» Task description
Rewrite the paragraph of the review below that begins "Compiled for those not yet born" in a shorter form that keeps its main facts.

» Excerpt provided

Publishers Weekly
July 2011
Compiled for those not yet born” when editor and friend Taylor Stoehr met the astonishingly prolific social critic Paul Goodman in 1950, this selection of essays, excerpts, short fiction, and poetry presents the work of the self-confessed “Man of Letters” to a new generation. Seldom afraid to plead ignorant on specialist topics, Goodman instead applies his own forte–human beings–to wholly illuminating social critiques incorporating philosophy, theology, psychoanalysis (he co-founded Gestalt Therapy), and American popular culture. At the core of many a discourse is speech and language. With terrifyingly accurate sketches of “Orwellian” politics and Goffman-esque analyses of media-influenced human communication, Goodman sweeps through notions of apathy, alienation, and power while exuding his own sense of enterprise and belief in infamous zeitgeist pieces. A renaissance thinker rather than an active proponent for social change, his prophetic writing garnered attention, especially Growing Up Absurd (1960) which hugely, if unintentionally, inspired the youth movements of the following decade. This celebratory compendium is as pertinent today as when Goodman first furiously put pen to paper, and while there may be few concrete answers, Goodman’s way of seeing is riveting and decidedly infectious.

» Dataset excerpts
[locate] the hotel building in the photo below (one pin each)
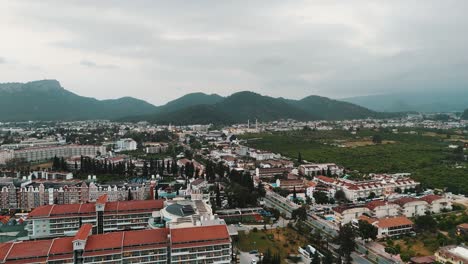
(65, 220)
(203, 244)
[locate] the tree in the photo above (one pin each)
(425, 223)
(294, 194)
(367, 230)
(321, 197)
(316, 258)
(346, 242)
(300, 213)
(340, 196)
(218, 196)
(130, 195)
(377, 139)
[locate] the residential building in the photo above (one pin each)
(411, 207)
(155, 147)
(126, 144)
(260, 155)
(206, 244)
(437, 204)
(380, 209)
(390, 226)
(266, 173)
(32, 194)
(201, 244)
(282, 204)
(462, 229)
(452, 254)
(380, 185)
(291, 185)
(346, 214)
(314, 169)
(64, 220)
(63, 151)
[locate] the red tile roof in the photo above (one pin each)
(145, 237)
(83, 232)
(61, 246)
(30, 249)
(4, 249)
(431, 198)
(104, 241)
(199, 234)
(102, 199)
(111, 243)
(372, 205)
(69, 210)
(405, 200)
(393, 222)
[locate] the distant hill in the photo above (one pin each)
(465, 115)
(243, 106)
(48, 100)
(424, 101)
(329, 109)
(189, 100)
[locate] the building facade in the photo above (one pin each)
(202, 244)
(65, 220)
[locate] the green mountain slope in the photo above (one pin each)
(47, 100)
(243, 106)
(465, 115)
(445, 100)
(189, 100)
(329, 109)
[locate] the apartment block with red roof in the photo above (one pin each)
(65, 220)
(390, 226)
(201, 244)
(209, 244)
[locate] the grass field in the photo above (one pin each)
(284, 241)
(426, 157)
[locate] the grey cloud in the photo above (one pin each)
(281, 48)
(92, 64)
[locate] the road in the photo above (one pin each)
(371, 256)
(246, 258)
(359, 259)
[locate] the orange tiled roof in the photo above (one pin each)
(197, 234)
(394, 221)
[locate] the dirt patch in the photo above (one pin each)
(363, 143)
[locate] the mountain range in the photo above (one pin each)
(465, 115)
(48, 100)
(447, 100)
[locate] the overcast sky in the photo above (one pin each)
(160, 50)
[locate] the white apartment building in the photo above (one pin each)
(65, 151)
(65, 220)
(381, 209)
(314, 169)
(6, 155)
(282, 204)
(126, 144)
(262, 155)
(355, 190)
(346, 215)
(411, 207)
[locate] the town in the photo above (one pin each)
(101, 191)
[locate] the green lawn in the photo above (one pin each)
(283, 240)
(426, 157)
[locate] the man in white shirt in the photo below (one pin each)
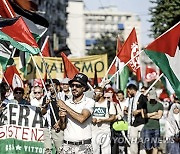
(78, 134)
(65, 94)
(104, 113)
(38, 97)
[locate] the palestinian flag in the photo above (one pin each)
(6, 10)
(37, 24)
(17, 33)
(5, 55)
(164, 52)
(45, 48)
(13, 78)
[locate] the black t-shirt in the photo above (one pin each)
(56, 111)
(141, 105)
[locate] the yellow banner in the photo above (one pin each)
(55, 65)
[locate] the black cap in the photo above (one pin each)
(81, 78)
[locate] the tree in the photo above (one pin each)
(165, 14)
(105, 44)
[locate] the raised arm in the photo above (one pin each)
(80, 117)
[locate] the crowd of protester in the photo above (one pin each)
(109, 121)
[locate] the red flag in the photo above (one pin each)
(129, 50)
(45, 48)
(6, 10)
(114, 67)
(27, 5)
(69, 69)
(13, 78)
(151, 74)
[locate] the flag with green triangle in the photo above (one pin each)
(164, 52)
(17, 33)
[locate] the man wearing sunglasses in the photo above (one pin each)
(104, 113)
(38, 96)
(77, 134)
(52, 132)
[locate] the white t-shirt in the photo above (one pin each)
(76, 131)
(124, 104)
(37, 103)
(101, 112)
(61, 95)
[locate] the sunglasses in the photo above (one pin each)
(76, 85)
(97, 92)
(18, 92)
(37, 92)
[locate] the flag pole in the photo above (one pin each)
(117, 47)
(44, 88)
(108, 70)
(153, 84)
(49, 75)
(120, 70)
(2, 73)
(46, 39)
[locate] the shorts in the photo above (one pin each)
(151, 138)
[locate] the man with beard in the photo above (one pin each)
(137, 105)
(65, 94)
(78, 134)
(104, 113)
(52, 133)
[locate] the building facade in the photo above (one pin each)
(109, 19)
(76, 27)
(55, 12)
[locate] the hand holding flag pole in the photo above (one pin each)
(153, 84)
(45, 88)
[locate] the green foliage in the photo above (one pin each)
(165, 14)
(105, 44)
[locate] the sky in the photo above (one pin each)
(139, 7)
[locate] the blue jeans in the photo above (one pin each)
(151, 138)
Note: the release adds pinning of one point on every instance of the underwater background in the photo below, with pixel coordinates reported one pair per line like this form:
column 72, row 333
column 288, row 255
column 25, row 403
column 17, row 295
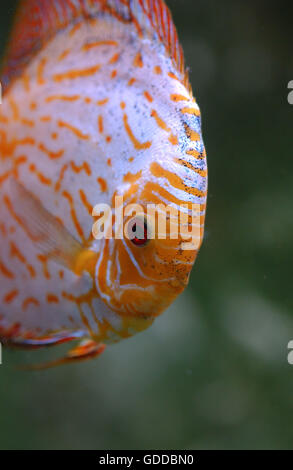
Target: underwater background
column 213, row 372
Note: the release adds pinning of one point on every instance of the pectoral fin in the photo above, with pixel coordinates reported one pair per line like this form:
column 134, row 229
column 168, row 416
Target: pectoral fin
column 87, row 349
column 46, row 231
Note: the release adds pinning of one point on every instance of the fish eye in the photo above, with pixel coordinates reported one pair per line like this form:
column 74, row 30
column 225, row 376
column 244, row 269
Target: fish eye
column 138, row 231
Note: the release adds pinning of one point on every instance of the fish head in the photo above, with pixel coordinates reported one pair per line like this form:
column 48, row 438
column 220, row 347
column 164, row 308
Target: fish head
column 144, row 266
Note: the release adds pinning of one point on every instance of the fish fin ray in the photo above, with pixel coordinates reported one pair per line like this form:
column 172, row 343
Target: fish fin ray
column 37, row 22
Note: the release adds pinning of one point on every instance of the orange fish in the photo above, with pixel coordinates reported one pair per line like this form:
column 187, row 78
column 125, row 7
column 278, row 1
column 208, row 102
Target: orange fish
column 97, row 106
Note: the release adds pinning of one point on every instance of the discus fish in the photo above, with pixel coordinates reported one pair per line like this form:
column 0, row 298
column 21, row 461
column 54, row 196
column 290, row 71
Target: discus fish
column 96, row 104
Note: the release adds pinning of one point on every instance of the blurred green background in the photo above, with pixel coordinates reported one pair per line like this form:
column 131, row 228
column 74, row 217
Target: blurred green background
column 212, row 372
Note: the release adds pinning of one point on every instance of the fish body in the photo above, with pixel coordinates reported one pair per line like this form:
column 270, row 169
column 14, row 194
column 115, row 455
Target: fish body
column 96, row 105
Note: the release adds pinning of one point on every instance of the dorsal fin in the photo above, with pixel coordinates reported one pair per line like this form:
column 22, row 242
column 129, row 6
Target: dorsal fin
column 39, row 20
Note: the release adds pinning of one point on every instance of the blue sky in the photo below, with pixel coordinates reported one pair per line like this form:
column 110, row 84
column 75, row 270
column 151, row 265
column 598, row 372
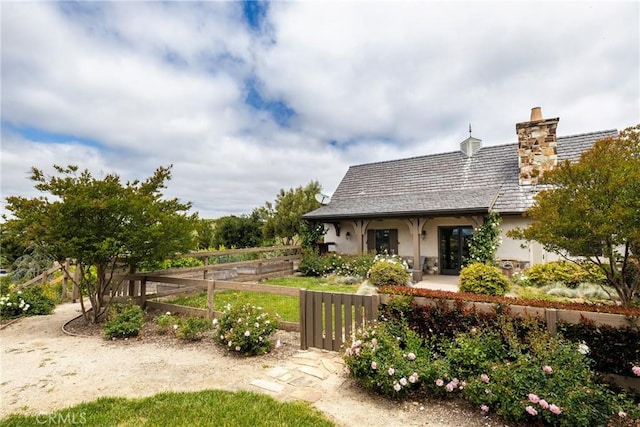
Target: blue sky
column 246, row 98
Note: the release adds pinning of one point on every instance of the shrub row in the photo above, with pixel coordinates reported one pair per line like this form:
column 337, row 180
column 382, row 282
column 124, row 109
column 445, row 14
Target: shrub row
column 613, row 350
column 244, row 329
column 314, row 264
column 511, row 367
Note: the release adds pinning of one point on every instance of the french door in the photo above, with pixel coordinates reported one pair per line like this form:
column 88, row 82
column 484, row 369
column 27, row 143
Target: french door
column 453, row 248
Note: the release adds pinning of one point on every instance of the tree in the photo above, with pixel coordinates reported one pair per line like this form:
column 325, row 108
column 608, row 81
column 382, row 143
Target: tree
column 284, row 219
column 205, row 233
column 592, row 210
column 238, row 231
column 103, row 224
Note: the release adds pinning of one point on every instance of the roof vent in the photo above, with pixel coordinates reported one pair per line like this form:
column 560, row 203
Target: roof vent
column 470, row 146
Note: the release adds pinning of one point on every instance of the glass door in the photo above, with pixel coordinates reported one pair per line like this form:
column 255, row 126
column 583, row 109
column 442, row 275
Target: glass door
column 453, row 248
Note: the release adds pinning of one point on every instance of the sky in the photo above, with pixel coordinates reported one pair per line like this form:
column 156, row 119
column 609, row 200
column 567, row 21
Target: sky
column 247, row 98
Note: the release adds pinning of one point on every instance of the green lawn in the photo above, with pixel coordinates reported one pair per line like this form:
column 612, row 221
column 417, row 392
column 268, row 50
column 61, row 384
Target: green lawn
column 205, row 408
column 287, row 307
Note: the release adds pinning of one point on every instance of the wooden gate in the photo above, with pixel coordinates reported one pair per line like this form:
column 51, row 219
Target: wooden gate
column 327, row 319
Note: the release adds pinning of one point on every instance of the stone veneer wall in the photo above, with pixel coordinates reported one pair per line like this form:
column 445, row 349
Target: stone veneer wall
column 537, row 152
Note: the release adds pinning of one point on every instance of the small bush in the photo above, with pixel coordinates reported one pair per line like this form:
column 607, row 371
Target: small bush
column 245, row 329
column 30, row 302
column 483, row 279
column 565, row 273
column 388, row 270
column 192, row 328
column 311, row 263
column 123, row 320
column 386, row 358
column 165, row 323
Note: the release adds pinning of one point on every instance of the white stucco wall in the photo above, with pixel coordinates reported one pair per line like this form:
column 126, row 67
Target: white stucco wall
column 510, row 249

---

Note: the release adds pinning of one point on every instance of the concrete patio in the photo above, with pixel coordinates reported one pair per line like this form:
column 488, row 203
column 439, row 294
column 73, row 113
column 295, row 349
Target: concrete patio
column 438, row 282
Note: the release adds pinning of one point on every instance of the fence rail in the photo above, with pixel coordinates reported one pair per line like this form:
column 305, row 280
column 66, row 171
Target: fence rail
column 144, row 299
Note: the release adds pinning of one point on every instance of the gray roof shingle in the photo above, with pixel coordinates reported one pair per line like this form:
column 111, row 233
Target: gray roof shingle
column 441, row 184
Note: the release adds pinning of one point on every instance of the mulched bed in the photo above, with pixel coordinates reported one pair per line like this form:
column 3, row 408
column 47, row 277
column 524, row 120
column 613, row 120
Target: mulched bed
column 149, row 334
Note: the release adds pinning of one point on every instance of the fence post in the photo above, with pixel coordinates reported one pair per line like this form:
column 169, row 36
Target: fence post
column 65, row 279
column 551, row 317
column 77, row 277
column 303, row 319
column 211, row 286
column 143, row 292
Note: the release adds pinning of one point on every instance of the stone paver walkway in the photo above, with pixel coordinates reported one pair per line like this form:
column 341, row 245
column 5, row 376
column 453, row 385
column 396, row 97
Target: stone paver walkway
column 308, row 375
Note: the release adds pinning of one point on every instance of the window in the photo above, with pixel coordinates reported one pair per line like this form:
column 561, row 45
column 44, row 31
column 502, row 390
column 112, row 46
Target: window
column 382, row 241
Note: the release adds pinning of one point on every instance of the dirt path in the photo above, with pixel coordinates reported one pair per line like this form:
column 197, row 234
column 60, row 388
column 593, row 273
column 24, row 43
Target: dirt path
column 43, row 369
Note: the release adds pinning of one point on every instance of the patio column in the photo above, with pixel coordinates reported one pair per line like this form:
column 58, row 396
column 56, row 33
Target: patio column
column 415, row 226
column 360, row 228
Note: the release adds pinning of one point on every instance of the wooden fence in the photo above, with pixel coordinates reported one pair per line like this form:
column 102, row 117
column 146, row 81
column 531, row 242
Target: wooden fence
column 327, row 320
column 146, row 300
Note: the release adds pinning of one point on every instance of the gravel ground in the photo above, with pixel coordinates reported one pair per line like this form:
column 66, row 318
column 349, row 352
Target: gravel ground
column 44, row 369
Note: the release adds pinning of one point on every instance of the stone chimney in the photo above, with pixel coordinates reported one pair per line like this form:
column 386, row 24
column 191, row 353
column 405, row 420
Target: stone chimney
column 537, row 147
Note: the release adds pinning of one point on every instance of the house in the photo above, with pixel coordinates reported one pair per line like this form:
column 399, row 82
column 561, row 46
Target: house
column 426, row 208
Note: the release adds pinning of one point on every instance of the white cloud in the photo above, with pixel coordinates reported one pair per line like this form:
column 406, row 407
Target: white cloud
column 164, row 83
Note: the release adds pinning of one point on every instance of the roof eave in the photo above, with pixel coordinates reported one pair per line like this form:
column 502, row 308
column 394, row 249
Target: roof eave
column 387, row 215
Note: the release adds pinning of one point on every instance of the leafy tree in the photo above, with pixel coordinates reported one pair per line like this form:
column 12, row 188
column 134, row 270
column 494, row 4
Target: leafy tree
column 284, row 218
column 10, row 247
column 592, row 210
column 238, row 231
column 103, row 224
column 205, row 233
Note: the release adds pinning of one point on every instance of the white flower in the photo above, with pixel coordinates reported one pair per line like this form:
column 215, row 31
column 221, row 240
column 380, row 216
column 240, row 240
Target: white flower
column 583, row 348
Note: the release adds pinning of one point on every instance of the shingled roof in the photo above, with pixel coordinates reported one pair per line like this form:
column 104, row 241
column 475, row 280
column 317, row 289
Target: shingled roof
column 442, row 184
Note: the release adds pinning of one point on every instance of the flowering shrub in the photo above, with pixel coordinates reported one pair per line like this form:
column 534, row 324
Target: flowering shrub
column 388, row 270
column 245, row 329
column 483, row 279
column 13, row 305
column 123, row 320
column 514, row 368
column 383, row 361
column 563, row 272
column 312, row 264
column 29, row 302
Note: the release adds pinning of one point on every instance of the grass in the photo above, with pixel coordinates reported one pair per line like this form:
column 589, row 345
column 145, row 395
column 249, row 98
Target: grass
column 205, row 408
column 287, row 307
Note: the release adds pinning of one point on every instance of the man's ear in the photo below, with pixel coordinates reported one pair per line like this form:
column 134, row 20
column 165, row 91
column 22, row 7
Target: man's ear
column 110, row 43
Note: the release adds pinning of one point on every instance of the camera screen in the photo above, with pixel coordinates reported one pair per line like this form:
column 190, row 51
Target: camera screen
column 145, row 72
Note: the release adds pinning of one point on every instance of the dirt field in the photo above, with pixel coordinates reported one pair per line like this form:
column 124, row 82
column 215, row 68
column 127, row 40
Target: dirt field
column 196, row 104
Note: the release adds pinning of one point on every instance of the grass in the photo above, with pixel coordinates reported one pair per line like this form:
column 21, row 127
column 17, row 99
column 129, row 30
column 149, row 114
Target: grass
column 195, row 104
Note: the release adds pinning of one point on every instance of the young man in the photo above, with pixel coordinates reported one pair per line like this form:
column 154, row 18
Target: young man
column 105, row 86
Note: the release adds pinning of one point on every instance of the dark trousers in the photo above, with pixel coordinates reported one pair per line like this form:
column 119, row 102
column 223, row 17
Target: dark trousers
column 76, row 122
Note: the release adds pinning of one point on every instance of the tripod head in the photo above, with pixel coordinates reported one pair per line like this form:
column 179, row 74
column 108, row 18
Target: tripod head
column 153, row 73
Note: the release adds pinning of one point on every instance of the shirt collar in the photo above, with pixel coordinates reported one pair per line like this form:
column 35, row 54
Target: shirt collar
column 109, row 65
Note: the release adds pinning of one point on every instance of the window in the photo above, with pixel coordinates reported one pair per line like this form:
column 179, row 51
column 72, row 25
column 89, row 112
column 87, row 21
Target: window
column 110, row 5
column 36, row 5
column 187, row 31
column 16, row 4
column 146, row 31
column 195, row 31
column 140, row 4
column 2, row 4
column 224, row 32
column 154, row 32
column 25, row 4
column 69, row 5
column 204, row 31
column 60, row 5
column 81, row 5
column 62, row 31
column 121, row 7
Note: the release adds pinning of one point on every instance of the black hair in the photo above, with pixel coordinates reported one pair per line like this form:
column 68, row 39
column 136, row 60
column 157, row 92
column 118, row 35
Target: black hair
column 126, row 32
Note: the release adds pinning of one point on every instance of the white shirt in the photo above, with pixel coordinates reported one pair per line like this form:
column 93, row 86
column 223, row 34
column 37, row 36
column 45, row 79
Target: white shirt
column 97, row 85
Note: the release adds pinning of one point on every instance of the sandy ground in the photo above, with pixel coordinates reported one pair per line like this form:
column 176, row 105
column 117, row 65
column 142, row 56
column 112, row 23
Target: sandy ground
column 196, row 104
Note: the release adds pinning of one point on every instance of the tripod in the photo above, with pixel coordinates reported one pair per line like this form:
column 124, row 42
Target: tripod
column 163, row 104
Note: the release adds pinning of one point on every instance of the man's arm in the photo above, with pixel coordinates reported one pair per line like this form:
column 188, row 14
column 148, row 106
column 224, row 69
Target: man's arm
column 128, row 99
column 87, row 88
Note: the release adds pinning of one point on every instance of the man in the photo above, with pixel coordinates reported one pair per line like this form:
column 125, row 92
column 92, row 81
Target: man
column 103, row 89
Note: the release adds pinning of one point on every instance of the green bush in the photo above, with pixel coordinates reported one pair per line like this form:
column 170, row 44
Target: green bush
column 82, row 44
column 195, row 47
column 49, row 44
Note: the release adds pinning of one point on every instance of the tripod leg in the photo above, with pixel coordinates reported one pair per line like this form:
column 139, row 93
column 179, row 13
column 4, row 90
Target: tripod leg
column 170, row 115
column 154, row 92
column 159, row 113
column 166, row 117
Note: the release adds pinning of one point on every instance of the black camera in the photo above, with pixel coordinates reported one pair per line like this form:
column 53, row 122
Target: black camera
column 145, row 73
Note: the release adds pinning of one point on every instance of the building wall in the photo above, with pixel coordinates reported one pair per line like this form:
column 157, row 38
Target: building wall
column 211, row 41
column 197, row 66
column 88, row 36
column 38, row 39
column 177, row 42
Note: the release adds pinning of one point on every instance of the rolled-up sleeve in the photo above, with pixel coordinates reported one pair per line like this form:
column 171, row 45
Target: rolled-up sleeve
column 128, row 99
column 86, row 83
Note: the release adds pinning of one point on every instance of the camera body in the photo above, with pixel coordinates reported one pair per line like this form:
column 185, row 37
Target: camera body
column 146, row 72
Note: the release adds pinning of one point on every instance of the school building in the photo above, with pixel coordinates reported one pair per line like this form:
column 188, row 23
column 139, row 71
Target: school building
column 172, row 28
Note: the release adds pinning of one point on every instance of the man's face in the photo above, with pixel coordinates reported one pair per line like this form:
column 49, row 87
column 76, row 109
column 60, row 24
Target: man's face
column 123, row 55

» Response to this exercise
This selection of essays, excerpts, short fiction, and poetry by the prolific social critic Paul Goodman was compiled by his editor and friend Taylor Stoehr, who met him in 1950, and presents the self-described "Man of Letters" to a new generation. Rather than addressing specialist topics, Goodman focuses on human beings. His social critiques draw on philosophy, theology, psychoanalysis (he co-founded Gestalt Therapy), and American popular culture. Speech and language lie at the core of much of his work, which examines apathy, alienation, and power. He was a renaissance thinker rather than an activist for social change. His writing nonetheless drew attention, especially Growing Up Absurd (1960), which unintentionally inspired the youth movements of the following decade. The collection remains pertinent today, and Goodman's way of seeing is riveting even where it offers few concrete answers.